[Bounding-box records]
________________
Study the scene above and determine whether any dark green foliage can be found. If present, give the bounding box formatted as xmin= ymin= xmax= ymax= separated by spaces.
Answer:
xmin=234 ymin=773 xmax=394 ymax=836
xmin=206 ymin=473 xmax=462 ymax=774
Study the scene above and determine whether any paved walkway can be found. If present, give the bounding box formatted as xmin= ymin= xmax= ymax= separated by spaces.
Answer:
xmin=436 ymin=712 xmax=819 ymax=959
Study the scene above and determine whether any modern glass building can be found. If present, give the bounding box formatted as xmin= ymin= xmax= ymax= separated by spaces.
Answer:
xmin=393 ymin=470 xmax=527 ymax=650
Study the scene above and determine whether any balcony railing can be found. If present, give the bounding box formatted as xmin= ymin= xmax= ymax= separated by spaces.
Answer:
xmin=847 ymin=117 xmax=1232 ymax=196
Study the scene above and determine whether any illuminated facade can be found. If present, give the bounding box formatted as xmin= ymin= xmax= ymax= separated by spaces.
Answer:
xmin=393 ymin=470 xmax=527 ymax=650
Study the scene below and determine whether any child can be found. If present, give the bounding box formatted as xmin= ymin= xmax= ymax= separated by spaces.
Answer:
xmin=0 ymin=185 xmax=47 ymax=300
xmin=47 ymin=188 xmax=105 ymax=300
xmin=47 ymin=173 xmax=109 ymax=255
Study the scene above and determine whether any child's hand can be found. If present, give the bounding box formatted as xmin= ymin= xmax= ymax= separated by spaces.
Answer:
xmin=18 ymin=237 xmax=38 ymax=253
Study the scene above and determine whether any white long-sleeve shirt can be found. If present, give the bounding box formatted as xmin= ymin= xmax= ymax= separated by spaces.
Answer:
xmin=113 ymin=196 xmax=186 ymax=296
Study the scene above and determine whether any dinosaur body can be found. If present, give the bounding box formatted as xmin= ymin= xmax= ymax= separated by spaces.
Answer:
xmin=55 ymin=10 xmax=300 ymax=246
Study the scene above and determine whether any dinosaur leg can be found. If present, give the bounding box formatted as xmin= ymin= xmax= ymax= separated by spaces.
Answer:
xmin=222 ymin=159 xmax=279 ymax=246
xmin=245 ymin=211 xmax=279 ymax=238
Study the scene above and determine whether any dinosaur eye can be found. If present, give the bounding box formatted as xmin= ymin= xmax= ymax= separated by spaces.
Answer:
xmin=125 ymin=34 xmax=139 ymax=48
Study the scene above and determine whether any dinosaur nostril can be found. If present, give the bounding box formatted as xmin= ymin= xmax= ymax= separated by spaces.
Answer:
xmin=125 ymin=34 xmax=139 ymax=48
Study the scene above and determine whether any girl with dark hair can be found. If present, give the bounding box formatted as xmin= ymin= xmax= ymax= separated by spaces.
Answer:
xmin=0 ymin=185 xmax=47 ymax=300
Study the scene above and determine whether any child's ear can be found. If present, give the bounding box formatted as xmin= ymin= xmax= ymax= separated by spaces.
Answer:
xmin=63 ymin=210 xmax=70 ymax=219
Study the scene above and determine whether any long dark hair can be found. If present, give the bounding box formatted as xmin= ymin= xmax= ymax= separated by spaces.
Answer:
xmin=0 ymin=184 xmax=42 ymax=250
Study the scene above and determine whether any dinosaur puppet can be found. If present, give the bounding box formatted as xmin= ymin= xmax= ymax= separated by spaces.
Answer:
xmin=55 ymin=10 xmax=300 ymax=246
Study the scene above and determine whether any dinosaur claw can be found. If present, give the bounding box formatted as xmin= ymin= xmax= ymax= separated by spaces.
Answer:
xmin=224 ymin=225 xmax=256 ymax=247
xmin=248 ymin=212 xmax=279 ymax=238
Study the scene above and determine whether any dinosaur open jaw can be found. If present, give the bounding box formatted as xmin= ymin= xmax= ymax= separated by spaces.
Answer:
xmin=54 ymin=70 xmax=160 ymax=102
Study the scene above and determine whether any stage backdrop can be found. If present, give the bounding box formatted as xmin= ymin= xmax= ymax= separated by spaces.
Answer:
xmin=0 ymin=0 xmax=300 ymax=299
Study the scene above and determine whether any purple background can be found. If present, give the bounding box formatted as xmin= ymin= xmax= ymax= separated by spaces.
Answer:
________________
SHORT TASK>
Rewrite the listing from the line with "Study the scene above and determine whether any dinosaur open" up to and including the line with "xmin=54 ymin=70 xmax=160 ymax=102" as a two-column CSV headed text and answer, with one row for each text and its answer. Put each value in a single quoted field and replace line breaks with spaces.

WRITTEN RESPONSE>
text,answer
"Study the scene above and determine whether any dinosaur open jaw can be found. If present, give the bounding box formatted as xmin= ymin= xmax= ymax= separated by spaces. Answer:","xmin=54 ymin=70 xmax=160 ymax=102"